## YOUR INSTRUCTIONS
Would you repeat every line of the material exactly?
########################################
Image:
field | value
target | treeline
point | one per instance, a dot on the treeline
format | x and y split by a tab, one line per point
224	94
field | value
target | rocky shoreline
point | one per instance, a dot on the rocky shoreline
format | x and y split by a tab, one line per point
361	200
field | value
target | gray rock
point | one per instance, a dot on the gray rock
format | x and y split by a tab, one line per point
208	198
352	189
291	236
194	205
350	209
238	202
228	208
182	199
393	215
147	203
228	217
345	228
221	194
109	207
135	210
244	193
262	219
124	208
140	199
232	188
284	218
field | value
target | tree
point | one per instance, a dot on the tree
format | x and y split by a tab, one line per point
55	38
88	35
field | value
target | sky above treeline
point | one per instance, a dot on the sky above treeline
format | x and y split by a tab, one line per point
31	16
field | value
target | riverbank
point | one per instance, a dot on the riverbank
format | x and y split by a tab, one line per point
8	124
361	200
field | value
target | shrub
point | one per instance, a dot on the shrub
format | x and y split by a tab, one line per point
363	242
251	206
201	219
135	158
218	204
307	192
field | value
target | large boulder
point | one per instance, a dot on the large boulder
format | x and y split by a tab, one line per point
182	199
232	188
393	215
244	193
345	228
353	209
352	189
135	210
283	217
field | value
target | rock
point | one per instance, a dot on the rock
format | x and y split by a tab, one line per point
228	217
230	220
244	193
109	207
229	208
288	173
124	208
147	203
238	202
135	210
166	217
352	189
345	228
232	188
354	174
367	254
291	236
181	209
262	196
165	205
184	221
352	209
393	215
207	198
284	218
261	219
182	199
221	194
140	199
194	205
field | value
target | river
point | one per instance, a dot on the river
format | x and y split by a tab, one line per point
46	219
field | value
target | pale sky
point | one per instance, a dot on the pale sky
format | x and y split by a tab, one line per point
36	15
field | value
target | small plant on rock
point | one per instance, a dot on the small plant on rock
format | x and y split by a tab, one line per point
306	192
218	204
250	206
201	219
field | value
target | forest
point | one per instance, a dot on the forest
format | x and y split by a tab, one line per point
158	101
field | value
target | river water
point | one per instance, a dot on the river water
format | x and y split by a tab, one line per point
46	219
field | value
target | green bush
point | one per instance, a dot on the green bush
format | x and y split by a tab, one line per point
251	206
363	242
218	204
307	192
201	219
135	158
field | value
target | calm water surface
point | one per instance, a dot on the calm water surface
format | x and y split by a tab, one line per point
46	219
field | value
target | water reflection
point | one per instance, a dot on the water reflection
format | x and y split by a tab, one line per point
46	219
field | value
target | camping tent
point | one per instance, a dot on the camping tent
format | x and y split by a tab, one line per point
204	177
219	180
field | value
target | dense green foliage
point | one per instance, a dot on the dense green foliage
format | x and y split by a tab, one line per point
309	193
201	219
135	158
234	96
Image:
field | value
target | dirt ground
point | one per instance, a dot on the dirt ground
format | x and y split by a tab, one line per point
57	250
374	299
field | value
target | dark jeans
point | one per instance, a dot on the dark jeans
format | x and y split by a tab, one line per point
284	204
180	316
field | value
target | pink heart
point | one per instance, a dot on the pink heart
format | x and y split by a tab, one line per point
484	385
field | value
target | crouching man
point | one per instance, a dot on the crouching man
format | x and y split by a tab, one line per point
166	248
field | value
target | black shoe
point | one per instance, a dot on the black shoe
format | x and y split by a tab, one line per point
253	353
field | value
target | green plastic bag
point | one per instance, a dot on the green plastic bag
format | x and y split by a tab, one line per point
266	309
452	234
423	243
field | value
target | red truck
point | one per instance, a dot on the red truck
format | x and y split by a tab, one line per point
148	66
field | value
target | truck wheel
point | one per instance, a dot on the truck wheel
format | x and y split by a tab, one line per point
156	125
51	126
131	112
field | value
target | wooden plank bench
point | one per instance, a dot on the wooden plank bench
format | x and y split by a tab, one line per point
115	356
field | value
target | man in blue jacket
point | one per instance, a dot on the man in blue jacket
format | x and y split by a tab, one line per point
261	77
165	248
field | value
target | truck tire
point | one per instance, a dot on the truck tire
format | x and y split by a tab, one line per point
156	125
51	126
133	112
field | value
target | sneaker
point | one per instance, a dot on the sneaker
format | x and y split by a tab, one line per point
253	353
########################################
## TASK RESPONSE
Image:
field | value
target | treeline
point | one per instance, a dot on the treeline
format | x and y split by a tab, one line per point
224	94
field | value
target | rocky shoreline
point | one per instance, a dot on the rocky shoreline
format | x and y split by a tab, one line per point
361	200
field | value
target | gray rock
point | one per instance, a dot on the gray rock
format | x and y split by a tab, one line per point
208	198
352	189
291	236
194	205
350	209
238	202
228	208
182	199
393	215
147	203
228	217
345	228
221	194
109	207
135	210
244	193
262	219
124	208
140	199
232	188
284	218
field | value
target | tree
point | one per instance, a dot on the tree
format | x and y split by a tab, one line per point
55	38
88	35
field | value
target | sky above treeline
point | one per instance, a dot on the sky above treeline
format | x and y split by a tab, one line per point
31	16
field | value
target | riverbank
point | one per instance, a dot on the riverbank
format | x and y split by a tab, one line per point
8	124
361	200
field | value
target | shrub
point | one per instance, a dot on the shrub
format | x and y split by a tab, one line per point
363	242
251	206
201	219
135	158
218	204
307	192
field | value
target | large boulder
point | one per instance, a dot on the large boulder
format | x and y split by a tab, one line per point
182	199
232	188
393	215
244	193
345	228
353	209
352	189
135	210
283	217
field | value
target | rock
point | one per instance, a dot on the rock
format | x and y split by a tab, one line per point
228	217
230	220
244	193
109	207
229	208
288	173
124	208
147	203
238	202
135	210
166	217
352	189
345	228
232	188
354	174
367	254
291	236
181	209
262	196
165	205
184	221
352	209
393	215
207	198
284	218
261	219
182	199
221	194
140	199
194	205
field | value
target | river
point | one per instance, a dot on the river
format | x and y split by a tab, one line per point
46	219
field | value
target | pale sky
point | one per instance, a dot on the pale sky
format | x and y split by a tab, one line per point
36	15
field | value
target | small plant on rock
point | one per instance, a dot on the small plant on rock
format | x and y split by a tab, one line per point
306	192
218	204
250	206
201	219
field | value
target | forest
point | one per instance, a dot on the forest
format | x and y split by a tab, one line per point
158	101
field | value
target | river water
point | one per instance, a dot on the river water
format | x and y split by a tab, one line per point
46	219
field | value
target | green bush
point | one per instance, a dot on the green bush
format | x and y split by a tab, one line per point
251	206
363	242
218	204
307	192
201	219
135	158
field | value
target | calm water surface
point | one per instance, a dot on the calm water surface
format | x and y split by a tab, one line per point
46	219
field | value
target | water reflection
point | one per instance, a dot on the water reflection
format | x and y split by a tab, one line per point
46	219
field | value
target | camping tent
point | one per instance, a dot on the camping tent
format | x and y split by a tab, one line per point
204	177
219	180
field | value
target | dense green foliage
point | one per instance, a dot on the dense green foliage
format | x and y split by a tab, one line per point
309	193
201	219
135	158
234	96
Image:
field | value
target | dirt ground
point | one per instance, a dot on the dirt ground
format | x and y split by a tab, one line per point
57	250
374	299
field | value
target | dark jeans
point | one per instance, a dot on the dark jeans
format | x and y split by a tab, one line per point
284	204
180	316
field | value
target | pink heart
point | one per instance, a dot on the pink heart
format | x and y split by a tab, one line per point
484	385
field | value
target | crouching man
point | one per instance, a dot on the crouching man
format | x and y split by a tab, one line per point
166	248
field | value
target | black shoe
point | one per instance, a dot on the black shoe
format | x and y split by a tab, one line per point
253	353
field | value
target | green plastic bag
point | one per instance, a dot on the green plastic bag
format | x and y split by a tab, one line per point
266	309
452	234
423	243
field | value
target | red truck
point | one per instance, a dot on the red truck
format | x and y split by a tab, one line per point
148	66
field | value
target | truck wheel
point | one per instance, a dot on the truck wheel
format | x and y split by a tab, one line per point
156	125
51	126
131	112
field | value
target | wooden plank bench
point | one per instance, a dot on the wooden plank bench
format | x and y split by a tab, one line per point
115	356
field | value
target | man in blue jacket
point | one per instance, a dot on the man in blue jacket
format | x and y split by a tab, one line per point
261	77
165	248
field | value
target | truck tire
point | one per instance, a dot on the truck tire
format | x and y split by a tab, one line per point
156	125
51	126
133	112
field | value
target | sneaker
point | one per instance, a dot on the sneaker
format | x and y split by a tab, one line per point
253	353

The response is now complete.